TEXT:
··········

# Favourite graphics



## Awesomeness1230 (Aug 15, 2015)

What game has your fave graphics? I like CF and NL.


----------



## LOLUMAD? (Aug 15, 2015)

NL definitely, I think that HHD will be better graphics wise.


----------



## AidanTheGreat (Aug 15, 2015)

I would say New Leaf. I almost wanna say that would be kind of obvious, but I know people might enjoy other graphics more for whatever reason.


----------



## jvgsjeff (Aug 22, 2015)

I'd probably say New Leaf overall, even though City Folk does have the highest resolution of the games so far (due to being on a home system instead of a portable). I think the northern lights looked better in City Folk too.


----------



## MyLifeIsCake (Aug 22, 2015)

··········

MATERIAL FOR THIS EXERCISE:
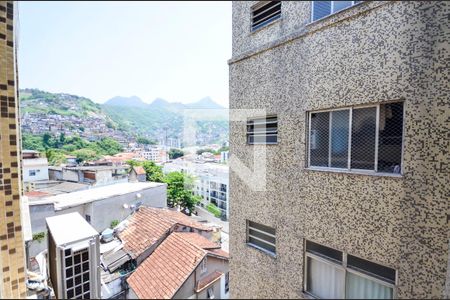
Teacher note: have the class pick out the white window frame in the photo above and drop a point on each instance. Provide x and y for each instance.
(342, 266)
(210, 293)
(377, 133)
(332, 10)
(203, 266)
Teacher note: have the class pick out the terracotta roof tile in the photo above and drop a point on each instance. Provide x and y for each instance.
(149, 225)
(166, 269)
(199, 241)
(208, 280)
(139, 170)
(219, 253)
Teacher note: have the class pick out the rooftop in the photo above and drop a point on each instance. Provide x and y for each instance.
(149, 225)
(164, 272)
(139, 170)
(63, 201)
(69, 228)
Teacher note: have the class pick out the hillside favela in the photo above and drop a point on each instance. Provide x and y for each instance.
(225, 150)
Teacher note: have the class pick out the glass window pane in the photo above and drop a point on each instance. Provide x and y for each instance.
(261, 244)
(324, 280)
(390, 138)
(339, 138)
(358, 287)
(363, 138)
(319, 139)
(338, 5)
(321, 9)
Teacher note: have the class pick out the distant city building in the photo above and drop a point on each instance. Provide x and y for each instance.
(34, 166)
(92, 175)
(348, 193)
(137, 173)
(154, 153)
(224, 155)
(74, 257)
(99, 206)
(13, 273)
(211, 184)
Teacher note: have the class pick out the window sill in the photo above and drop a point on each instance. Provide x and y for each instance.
(265, 26)
(270, 254)
(335, 13)
(354, 172)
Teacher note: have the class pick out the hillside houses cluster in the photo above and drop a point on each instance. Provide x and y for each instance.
(91, 128)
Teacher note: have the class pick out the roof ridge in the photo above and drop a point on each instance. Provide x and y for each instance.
(179, 234)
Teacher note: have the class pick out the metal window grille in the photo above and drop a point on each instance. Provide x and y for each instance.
(203, 267)
(343, 277)
(264, 13)
(227, 282)
(210, 293)
(262, 130)
(77, 271)
(261, 237)
(321, 9)
(368, 138)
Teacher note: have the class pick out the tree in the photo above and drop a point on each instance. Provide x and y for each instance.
(175, 153)
(85, 155)
(153, 172)
(145, 141)
(48, 141)
(179, 191)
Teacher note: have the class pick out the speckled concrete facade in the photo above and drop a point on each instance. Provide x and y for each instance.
(12, 259)
(370, 53)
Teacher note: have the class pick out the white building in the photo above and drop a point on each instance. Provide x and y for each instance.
(156, 154)
(35, 167)
(99, 206)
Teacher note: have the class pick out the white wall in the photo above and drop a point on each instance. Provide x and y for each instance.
(38, 165)
(102, 212)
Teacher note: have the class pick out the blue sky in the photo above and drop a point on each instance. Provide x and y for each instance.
(174, 50)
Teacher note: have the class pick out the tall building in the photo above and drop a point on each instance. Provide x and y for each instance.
(12, 259)
(354, 100)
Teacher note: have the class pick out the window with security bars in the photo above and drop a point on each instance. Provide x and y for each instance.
(261, 237)
(77, 274)
(321, 9)
(262, 130)
(265, 13)
(358, 138)
(332, 274)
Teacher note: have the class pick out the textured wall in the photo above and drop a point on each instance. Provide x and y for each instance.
(12, 261)
(370, 53)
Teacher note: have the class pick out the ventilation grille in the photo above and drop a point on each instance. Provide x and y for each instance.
(265, 13)
(262, 130)
(77, 274)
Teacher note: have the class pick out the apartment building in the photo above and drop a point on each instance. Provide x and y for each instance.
(12, 258)
(354, 124)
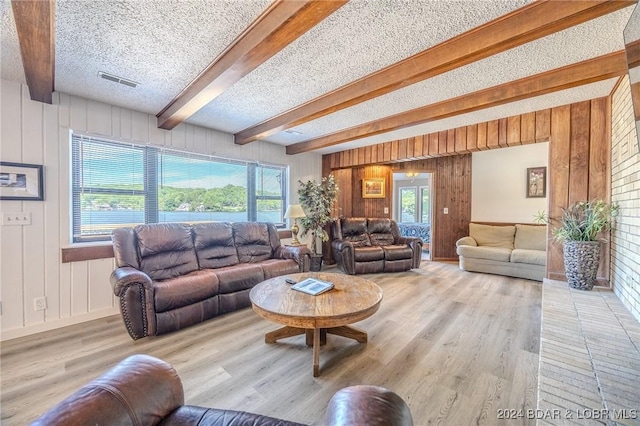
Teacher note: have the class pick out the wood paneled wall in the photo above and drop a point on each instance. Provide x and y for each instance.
(517, 130)
(579, 168)
(452, 187)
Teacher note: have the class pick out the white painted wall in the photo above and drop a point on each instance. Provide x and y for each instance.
(30, 265)
(498, 183)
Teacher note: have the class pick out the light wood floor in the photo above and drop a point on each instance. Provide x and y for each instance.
(457, 346)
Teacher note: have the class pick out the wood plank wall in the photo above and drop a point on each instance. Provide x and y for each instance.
(579, 168)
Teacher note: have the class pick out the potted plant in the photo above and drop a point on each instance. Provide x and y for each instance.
(578, 229)
(317, 200)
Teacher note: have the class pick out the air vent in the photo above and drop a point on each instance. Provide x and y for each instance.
(117, 79)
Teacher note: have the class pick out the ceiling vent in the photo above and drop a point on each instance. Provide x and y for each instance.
(117, 79)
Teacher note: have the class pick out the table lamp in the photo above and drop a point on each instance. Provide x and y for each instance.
(294, 211)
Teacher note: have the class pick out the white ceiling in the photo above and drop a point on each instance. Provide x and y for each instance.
(165, 44)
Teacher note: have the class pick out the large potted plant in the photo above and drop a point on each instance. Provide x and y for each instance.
(317, 200)
(579, 230)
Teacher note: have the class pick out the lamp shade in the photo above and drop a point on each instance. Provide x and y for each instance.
(294, 211)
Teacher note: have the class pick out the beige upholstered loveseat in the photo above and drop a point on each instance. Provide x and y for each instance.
(512, 250)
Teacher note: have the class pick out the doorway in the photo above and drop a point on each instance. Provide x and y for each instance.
(413, 206)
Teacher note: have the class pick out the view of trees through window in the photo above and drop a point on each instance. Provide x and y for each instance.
(122, 184)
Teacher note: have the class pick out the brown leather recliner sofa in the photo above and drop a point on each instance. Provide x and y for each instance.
(143, 390)
(368, 245)
(170, 275)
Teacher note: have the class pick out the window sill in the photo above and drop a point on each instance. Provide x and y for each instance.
(87, 251)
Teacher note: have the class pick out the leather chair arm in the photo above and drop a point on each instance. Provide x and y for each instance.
(301, 254)
(367, 405)
(136, 293)
(466, 241)
(140, 390)
(343, 254)
(121, 278)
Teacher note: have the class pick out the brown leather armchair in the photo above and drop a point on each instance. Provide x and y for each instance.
(369, 245)
(143, 390)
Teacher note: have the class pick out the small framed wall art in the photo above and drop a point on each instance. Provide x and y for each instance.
(21, 182)
(373, 188)
(536, 182)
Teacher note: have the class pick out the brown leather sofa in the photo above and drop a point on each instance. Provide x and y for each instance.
(170, 275)
(143, 390)
(368, 245)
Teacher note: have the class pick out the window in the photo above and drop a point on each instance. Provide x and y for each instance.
(117, 184)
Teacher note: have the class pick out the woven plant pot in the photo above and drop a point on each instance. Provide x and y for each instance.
(581, 261)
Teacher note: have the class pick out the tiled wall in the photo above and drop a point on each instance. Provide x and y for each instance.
(625, 190)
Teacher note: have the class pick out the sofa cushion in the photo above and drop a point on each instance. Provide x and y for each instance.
(252, 241)
(493, 235)
(184, 290)
(166, 250)
(354, 230)
(533, 257)
(531, 237)
(491, 253)
(238, 277)
(214, 244)
(368, 254)
(397, 252)
(380, 232)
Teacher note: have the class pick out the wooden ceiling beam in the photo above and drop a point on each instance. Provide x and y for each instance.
(35, 25)
(279, 25)
(589, 71)
(528, 23)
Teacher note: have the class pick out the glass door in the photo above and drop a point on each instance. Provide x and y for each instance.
(407, 208)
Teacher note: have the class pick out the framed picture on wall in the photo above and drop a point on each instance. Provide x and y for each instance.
(21, 182)
(373, 188)
(536, 182)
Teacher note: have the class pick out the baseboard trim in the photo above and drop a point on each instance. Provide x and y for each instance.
(52, 325)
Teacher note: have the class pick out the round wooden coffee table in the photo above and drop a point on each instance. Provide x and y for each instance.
(351, 300)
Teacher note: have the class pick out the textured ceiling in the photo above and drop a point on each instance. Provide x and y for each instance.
(165, 44)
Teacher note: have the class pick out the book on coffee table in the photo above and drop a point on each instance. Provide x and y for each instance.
(313, 286)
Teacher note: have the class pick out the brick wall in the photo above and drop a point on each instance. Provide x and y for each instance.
(625, 190)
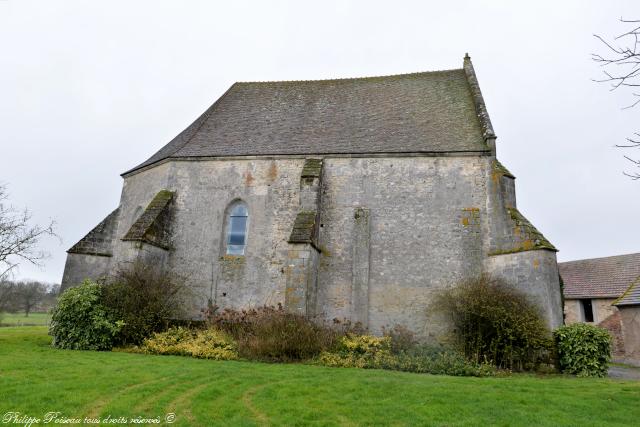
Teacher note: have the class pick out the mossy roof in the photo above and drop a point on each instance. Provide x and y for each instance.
(145, 227)
(534, 239)
(501, 169)
(428, 112)
(606, 277)
(631, 296)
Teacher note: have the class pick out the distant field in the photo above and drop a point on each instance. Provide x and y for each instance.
(36, 378)
(19, 319)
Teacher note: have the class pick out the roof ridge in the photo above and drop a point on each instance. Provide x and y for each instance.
(605, 257)
(342, 79)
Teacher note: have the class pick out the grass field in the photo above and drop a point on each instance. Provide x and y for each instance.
(19, 319)
(35, 379)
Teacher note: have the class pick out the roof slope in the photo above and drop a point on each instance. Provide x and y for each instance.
(631, 296)
(431, 112)
(599, 277)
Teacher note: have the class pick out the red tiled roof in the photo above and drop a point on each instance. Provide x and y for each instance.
(599, 277)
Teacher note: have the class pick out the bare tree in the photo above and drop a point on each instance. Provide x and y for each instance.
(621, 68)
(6, 294)
(18, 238)
(28, 295)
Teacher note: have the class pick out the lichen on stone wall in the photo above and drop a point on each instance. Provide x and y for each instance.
(525, 236)
(470, 217)
(501, 170)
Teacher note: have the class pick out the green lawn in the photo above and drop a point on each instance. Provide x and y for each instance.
(35, 378)
(19, 319)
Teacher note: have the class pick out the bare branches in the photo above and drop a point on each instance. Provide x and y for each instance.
(18, 239)
(622, 70)
(622, 61)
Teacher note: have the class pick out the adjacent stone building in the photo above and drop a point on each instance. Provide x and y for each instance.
(606, 292)
(351, 199)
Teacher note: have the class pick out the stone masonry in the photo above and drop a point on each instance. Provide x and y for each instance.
(348, 229)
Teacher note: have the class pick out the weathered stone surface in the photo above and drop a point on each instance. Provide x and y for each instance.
(153, 226)
(361, 266)
(99, 240)
(432, 222)
(535, 273)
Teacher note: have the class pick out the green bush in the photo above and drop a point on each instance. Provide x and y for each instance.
(81, 322)
(273, 334)
(145, 299)
(203, 344)
(497, 324)
(583, 349)
(402, 339)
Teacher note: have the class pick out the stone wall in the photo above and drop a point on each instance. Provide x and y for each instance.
(388, 234)
(602, 309)
(536, 274)
(424, 218)
(79, 267)
(630, 320)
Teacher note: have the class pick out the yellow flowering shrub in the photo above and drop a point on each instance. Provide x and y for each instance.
(203, 344)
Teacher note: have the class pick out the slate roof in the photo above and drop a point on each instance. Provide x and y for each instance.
(152, 226)
(429, 112)
(631, 296)
(599, 277)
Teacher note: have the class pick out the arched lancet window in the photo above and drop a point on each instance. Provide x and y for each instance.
(237, 229)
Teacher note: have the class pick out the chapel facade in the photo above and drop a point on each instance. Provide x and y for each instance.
(353, 199)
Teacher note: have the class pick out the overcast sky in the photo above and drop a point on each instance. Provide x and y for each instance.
(91, 89)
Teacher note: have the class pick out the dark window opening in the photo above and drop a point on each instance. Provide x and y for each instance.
(587, 310)
(237, 230)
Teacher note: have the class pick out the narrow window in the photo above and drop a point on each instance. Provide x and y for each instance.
(587, 310)
(237, 229)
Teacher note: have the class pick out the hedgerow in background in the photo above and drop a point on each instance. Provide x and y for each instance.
(145, 299)
(273, 334)
(583, 349)
(202, 343)
(497, 324)
(369, 352)
(80, 321)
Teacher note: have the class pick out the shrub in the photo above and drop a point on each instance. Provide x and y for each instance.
(273, 334)
(369, 352)
(145, 299)
(80, 321)
(203, 344)
(497, 324)
(402, 339)
(583, 350)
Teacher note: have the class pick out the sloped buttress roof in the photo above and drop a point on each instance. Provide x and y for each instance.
(606, 277)
(430, 112)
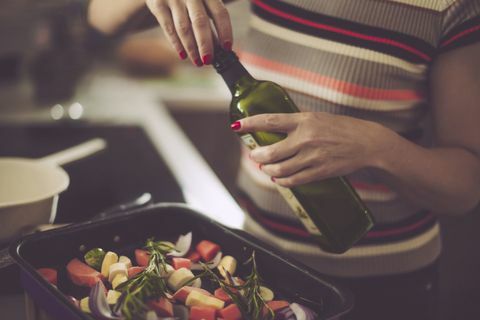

··········

THE TASKS:
A - In the forum thread about favorite graphics, which game does jvgsjeff say has the better-looking northern lights?
B - Pull out every line of the entries that contains the word "coffee", matching case exactly.

SOLUTIONS BY TASK:
A - City Folk

B -
Teacher note: have the class pick out the round wooden coffee table in the photo above and drop a point on each instance. Provide x and y for each instance.
Teacher note: have the class pick out the book on coffee table in the photo above and drop a point on each instance. Provide x and y for each instance.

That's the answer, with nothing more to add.